尔后我将程老师的批语和剧本一同寄到《安徽新戏》编辑部。令人欣慰的是,正当“职改”工作即将开始之际,县、地文化局接到省《安徽新戏》编辑部的电话通知和《安徽日报》刊发出来的消息:古代剧《秀才遭劫》将在1988年《安徽新戏》改版后的第一期发表,并在“副末开场”栏目里一字不漏地引用了程老师的批语。对此,震惊了县、地两级有关领导,将我这个工作不足一年,就连“管理员”都沾不上边的后生,一下子申报为“助理馆员”。

此前我是个农民,在创作时只能忙里偷闲。参加工作后我有了充裕的时间,倍加努力,夜以继日地写。因为创作的本身就应该是这样,喜欢把自己打入精神牢笼,进行禁锢。1988年在程老师的鼓励下,由一幅漫画小品激起我的灵感,根据寓言故事《东郭先生和狼》改编了一个荒诞话剧,命题也为《东郭先生和狼》,完稿后又交给了程劲枫老师。程老师见我创作激情如此高涨,满心欢喜。看完之后大为赞赏说:“小解,这个剧本你交给我的时候,说实话我还真没当回事,谁知一看就给吸引住了,你能吸引我,就能吸引观众和读者。我觉得这个剧本比前几个还要好。不过,里面几句话我给顺了一下,改了几个错别字。写作不可马虎,尤其是文字要慎重,编辑部最讲究的就是这一点。”
• • • •
**任务设定:**
能否从这段剧本创作回忆的最后一句之后往下续写?

(数据条目)
• • • •
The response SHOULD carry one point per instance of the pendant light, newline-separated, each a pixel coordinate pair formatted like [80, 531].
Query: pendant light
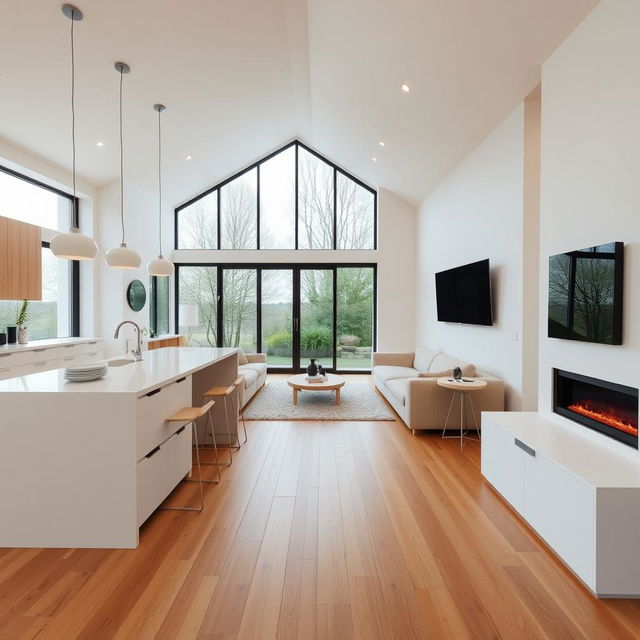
[122, 257]
[73, 245]
[160, 266]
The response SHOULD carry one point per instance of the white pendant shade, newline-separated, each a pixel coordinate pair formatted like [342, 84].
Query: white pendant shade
[123, 258]
[160, 267]
[73, 246]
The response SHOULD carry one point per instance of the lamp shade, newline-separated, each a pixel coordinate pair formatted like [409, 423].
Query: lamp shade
[73, 246]
[123, 258]
[160, 267]
[188, 315]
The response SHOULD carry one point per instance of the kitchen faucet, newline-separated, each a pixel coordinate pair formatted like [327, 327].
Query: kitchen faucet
[137, 353]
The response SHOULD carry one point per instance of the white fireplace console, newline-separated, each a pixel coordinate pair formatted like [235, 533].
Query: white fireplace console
[581, 496]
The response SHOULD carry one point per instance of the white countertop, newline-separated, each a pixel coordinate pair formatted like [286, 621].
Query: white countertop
[44, 344]
[157, 368]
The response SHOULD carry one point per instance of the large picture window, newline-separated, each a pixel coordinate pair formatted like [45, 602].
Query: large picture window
[57, 315]
[292, 199]
[290, 312]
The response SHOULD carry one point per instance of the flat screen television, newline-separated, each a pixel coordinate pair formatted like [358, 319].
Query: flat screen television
[463, 294]
[585, 294]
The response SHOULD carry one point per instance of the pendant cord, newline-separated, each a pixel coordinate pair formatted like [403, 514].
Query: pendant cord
[73, 105]
[121, 164]
[159, 182]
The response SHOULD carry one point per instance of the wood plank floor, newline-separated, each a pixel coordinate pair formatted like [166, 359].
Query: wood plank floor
[323, 530]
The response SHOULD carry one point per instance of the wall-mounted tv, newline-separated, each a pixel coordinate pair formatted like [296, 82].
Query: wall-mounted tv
[463, 294]
[585, 294]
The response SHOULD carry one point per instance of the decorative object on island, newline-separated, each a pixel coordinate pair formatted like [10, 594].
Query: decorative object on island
[12, 334]
[21, 322]
[160, 266]
[73, 245]
[136, 295]
[312, 369]
[122, 257]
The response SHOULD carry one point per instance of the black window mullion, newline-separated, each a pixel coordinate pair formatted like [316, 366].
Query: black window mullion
[259, 310]
[296, 196]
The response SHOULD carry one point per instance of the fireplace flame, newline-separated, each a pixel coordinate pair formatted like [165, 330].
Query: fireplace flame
[605, 417]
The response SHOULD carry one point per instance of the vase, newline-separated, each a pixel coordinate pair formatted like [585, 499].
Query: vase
[312, 369]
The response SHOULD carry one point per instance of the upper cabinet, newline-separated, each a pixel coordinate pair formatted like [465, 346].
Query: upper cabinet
[20, 260]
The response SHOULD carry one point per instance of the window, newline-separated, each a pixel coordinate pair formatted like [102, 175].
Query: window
[159, 305]
[57, 315]
[238, 212]
[292, 199]
[25, 200]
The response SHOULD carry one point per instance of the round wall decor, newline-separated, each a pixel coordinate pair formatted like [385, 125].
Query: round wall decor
[136, 295]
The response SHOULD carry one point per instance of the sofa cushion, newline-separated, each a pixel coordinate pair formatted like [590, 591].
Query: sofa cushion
[249, 375]
[398, 388]
[259, 367]
[389, 372]
[445, 363]
[423, 358]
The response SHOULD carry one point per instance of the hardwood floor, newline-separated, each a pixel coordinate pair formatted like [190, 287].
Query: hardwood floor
[319, 530]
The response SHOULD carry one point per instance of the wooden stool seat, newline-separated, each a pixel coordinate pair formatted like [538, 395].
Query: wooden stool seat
• • • •
**本题输出:**
对于老师的教诲我是铭记在心。1990年是我创作丰收之年,《东郭先生和狼》发表在《安徽新戏》第二期,话剧小品《青桐树下》《没有主题的变奏曲》、在第三届安徽戏剧小品大赛中同时进入二等奖。同年北京《新剧本》在1400多篇的全国征稿中,筛选了10篇最佳作品,将我应征的小品《误车》选中,并通知我在洪泽湖畔参加全国剧本讨论会。在会上,得到剧作家黄宗江、欧阳山尊、李钦、刘川、顾绍文(笔名:古白)等老师的指点。该剧发表在1990年《新剧本》第四期,并且刊发在征集10篇中的首篇。对此,程老师多次在创作会上提到了我的创作情况,说:“小解不仅小戏写得好,小品也很有机趣,读后让人觉得甜丝丝的。因此,有时我也常在想:小品到底该怎么去写?小品的特征是什么?还是不要去界定的好,艺术从来就是千姿百态的,小品也应该是这样。”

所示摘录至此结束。